Blaze VPS - Storage Platform Outage

Incident Report for Crucial Hosting

Resolved

This incident has now concluded.

Posted Nov 25, 2019 - 17:20 AEDT

Monitoring

Bringing the replacement storage cluster hardware online has allowed us to recover further VMs and we continue to work with the Storage Vendor.

Another update will be provided following any significant changes.

Posted Nov 20, 2019 - 17:01 AEDT

Update

We have worked with the Storage Vendor to successfully bring the replacement hardware online and joined to the Storage Cluster. We are currently performing verification checks as directed by the Storage Vendor.

In the meantime we have recovered 97% of customer VM's to our contingency hardware. All remaining VM's are either being recovered or belong to customers who have elected to wait for recovery of the Storage Cluster. We are awaiting the checks to complete before we are able to proceed with further recovery work of the Storage Cluster.

Another update will be provided on 20/11/2019 by 17:00 AEST, or if there's any significant changes in-between.

Posted Nov 20, 2019 - 14:22 AEDT

Update

We've received the replacement hardware from the storage vendor.

The replacement hardware is in the process of being racked up within our datacentre.

The storage vendor have scheduled their senior staff to work directly with our team on 20/NOV/2019 from 03:00 AEST.

Our technicians are still continuing to restore the last few remaining VMs onto new infrastructure.

Another update will be provided on 20/NOV/2019 by 11:00 AEST, or if there's any significant changes in-between.

Posted Nov 19, 2019 - 16:39 AEDT

Update

Our technicians are continuing to transfer and restore the remaining VMs onto the new infrastructure.

For customers who are still offline and do not have backups, we are waiting for replacement hardware to arrive from the storage vendor, which we hope will assist in the recovery of the remaining data. Once the replacement hardware arrives, we will work with the storage vendor engineers to bring the remaining volumes online. The current ETA on the replacement hardware arrival is by Tuesday 17:00 AEDT.

- **What is required**
Keep writing the storage outage report from its last sentence, in the same plain style.

- **Material provided**
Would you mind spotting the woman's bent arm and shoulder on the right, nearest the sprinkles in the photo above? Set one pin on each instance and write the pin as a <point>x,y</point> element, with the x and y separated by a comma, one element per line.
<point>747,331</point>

- **Output of the task**
If we can assist with your self-restore efforts by provisioning a new service, please let us know. For example, we are able to provision you a new Virtual Machine on the new infrastructure with your existing IP addresses in order to speed up your recovery efforts.

As we do not expect the situation to change significantly in the next 24 hours, our next status update is expected to occur no earlier than Tuesday 17:00 AEDT (Sydney time).

In the event there is a significant change we will update here accordingly.

Posted Nov 18, 2019 - 17:01 AEDT

Update

We have restored a large number of customers’ services so far. If your service has been restored or if you have any further issues, please let our support team know.

Our technicians are continuing to transfer and restore the remaining VMs onto the new infrastructure. Additional infrastructure is being built to enable us to execute this process more quickly.

For customers who are still offline and do not have backups, we are waiting for replacement hardware to arrive from the storage vendor, which we hope will assist in the recovery of the remaining data. Once the replacement hardware arrives, we will work with the storage vendor engineers to bring the remaining volumes online. The current ETA on the replacement hardware arrival is Tuesday 17:00 AEDT.

If we can assist with your self-restore efforts by provisioning a new service, please let us know. For example, we are able to provision you a new Virtual Machine on the new infrastructure with your existing IP addresses in order to speed up your recovery efforts.

We will post another status update at 17:00 AEDT (Sydney Time), or when there is a significant change in the situation.

Posted Nov 18, 2019 - 13:35 AEDT

Update

Our technicians have identified a method to successfully transfer and restore VMs from the storage cluster onto the new infrastructure and are prioritising this method to bring services back online. They are working through the list as fast as possible.

Those VMs which are not able to be restored in this way will need to be restored from backups. If you have already requested a restore from backup, we will first attempt to recover your data from the storage cluster as this has proven to be the best approach.

We have scheduled System Administrators to be available to work on this continually until this issue is resolved.

We continue to wait for replacement hardware to arrive from the storage vendor which we hope will assist in the recovery of data also. This will happen most likely on Tuesday.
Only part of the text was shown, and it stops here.